-- RECORD EXTRACTS follows --

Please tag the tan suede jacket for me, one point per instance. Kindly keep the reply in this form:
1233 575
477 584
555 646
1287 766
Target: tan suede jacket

-- RECORD EXTRACTS concluded --

### WHAT THE TASK ASKS
Reproduce all the records, exactly and in full.

### FINISHED EXERCISE
Please tag the tan suede jacket for me, one point per instance. Kindly keep the reply in this form:
1233 575
477 584
555 646
1287 766
Target: tan suede jacket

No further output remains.